(Excerpts from point annotation data)
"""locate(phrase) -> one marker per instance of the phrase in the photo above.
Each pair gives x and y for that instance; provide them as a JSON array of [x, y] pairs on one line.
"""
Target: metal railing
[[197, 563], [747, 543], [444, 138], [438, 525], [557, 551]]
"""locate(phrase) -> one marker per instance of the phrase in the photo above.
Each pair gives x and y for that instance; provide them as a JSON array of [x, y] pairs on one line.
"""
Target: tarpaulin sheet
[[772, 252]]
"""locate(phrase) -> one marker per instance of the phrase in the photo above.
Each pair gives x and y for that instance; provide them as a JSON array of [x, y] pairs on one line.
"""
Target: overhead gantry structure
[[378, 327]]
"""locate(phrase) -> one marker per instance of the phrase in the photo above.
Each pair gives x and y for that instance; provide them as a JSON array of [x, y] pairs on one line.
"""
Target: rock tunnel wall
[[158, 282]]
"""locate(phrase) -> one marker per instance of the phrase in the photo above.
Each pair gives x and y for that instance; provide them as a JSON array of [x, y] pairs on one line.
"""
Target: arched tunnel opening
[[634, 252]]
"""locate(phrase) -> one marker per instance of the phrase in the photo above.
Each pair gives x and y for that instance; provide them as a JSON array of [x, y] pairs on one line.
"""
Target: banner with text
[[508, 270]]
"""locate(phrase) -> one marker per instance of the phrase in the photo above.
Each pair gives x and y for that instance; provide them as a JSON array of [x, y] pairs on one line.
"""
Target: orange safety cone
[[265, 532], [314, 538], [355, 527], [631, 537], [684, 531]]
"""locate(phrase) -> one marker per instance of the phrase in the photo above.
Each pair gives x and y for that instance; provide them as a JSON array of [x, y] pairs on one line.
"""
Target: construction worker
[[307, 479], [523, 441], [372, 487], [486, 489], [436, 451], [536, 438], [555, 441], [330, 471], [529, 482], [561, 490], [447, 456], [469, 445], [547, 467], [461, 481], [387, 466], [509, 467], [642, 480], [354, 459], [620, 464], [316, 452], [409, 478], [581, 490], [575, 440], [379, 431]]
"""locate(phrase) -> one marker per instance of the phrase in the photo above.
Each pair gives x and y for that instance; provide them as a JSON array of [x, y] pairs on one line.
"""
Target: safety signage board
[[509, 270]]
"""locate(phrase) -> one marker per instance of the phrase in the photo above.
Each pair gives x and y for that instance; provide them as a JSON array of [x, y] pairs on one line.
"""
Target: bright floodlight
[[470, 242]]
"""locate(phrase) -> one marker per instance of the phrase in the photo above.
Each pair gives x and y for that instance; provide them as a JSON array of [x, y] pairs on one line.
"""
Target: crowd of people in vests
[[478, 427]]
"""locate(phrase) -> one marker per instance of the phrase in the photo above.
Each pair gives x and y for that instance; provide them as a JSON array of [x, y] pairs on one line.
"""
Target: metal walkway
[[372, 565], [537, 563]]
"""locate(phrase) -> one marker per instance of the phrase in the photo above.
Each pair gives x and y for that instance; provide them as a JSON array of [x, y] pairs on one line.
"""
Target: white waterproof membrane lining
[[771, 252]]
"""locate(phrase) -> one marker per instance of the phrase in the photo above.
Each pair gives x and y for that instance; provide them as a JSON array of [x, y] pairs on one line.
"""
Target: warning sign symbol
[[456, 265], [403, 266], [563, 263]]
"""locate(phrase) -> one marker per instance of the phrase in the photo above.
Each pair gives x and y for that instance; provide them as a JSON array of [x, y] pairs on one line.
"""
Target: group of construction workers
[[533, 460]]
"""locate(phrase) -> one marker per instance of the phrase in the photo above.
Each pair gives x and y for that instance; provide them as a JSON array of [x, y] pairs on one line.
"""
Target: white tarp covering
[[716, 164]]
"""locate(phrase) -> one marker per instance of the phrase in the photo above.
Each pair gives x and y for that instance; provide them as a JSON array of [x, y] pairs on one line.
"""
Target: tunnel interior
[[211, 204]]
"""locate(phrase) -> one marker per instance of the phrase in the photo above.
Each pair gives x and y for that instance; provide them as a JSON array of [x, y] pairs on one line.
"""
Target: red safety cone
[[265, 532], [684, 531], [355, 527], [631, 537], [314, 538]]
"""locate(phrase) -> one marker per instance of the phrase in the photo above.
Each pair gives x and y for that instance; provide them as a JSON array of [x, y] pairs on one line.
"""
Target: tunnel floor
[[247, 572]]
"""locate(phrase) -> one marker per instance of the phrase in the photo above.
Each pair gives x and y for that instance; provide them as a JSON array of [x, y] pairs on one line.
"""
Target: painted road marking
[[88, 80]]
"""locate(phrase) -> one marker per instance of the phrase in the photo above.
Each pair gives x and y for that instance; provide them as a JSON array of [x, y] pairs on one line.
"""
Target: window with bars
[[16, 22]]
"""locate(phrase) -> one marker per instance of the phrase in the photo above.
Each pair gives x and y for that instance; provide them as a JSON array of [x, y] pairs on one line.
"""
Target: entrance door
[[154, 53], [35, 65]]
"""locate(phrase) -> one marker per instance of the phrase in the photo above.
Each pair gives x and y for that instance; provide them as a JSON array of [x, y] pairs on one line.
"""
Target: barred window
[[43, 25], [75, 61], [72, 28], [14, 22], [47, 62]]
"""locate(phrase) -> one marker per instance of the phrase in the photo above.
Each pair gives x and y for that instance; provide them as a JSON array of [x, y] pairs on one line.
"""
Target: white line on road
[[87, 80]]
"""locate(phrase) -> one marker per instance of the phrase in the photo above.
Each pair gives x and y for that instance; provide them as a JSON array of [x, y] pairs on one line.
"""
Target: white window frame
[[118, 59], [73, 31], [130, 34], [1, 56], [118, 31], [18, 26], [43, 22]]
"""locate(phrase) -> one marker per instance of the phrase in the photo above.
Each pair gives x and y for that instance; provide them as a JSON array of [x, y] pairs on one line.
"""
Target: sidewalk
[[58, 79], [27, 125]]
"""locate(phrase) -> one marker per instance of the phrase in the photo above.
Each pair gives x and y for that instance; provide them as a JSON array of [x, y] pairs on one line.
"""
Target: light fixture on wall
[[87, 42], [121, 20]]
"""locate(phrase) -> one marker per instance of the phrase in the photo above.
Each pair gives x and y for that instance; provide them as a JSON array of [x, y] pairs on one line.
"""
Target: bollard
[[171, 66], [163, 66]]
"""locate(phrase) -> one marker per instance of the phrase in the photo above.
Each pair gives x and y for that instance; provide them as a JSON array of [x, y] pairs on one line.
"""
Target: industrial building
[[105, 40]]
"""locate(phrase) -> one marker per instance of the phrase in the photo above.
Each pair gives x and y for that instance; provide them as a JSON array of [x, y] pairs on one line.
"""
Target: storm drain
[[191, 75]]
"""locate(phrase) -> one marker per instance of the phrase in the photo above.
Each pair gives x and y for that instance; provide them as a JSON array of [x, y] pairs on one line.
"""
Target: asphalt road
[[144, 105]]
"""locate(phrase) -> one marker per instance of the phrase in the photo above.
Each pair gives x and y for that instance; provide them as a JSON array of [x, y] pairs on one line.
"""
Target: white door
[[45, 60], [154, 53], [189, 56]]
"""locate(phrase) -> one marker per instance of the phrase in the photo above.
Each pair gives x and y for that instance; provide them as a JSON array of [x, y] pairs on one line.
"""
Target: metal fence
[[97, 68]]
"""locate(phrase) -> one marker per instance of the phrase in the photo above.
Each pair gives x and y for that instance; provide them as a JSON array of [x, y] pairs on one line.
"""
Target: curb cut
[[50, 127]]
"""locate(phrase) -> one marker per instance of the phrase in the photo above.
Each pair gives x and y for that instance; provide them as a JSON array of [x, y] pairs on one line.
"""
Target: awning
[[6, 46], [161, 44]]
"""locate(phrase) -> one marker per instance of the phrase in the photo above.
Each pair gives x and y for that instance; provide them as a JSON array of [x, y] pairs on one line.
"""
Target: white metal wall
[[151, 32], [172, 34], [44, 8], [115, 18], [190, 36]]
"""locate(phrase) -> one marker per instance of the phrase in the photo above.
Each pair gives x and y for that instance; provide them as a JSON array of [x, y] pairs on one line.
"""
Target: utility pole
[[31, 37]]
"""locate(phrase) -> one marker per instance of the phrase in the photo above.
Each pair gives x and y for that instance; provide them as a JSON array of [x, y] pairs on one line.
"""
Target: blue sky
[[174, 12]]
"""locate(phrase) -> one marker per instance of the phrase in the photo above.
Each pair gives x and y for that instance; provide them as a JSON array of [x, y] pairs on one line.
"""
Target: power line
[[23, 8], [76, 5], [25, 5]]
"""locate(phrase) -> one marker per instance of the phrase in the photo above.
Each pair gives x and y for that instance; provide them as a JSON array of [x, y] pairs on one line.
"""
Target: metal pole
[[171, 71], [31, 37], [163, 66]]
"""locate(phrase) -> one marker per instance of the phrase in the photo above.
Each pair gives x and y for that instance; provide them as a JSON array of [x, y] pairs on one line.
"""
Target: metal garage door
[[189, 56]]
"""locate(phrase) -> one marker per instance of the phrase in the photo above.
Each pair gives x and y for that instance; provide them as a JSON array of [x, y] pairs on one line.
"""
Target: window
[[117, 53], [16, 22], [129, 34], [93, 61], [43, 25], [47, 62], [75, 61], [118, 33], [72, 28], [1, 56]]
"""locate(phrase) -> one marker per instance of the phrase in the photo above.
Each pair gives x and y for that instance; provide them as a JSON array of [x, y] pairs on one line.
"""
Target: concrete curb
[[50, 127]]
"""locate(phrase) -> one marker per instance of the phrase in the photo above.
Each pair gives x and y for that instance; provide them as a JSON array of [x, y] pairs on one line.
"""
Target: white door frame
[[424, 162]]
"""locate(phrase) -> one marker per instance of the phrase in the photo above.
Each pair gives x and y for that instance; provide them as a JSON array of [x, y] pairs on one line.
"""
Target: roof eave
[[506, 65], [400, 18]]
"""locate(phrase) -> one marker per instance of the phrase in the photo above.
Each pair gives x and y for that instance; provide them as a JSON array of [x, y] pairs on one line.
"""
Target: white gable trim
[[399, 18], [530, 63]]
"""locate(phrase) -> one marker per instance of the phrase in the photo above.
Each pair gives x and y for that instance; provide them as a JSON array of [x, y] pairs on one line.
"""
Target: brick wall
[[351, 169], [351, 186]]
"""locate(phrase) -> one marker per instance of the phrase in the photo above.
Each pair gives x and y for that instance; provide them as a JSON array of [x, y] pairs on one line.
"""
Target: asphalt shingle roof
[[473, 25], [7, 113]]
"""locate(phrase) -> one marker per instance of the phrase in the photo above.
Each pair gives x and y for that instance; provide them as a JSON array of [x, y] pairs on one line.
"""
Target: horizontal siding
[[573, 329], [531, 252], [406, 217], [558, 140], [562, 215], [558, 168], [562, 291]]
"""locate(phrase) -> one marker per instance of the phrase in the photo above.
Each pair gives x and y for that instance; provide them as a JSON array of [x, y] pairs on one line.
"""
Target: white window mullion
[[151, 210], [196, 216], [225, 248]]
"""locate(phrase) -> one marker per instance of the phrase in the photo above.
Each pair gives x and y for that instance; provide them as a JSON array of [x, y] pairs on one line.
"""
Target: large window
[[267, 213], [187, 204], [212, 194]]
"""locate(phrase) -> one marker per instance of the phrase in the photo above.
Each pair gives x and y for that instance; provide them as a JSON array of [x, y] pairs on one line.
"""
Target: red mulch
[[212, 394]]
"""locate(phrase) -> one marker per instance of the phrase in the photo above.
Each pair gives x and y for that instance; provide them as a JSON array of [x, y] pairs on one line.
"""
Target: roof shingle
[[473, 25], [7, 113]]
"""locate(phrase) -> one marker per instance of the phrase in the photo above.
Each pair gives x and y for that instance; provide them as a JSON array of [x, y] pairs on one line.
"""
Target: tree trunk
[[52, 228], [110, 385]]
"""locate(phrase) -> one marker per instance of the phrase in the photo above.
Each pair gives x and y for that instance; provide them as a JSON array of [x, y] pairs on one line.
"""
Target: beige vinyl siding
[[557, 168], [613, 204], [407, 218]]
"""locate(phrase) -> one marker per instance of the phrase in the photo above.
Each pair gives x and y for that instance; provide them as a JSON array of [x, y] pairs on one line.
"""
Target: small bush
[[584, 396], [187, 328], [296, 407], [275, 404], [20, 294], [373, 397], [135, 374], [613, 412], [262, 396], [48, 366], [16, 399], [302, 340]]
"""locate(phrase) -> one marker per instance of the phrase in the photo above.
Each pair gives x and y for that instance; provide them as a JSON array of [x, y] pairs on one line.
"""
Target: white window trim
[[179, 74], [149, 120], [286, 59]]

**Exercise details**
Filter the lines above, keeping only those that contain the string "cone", and copy each of them in full.

**Written answer**
Target: orange safety cone
Target: red safety cone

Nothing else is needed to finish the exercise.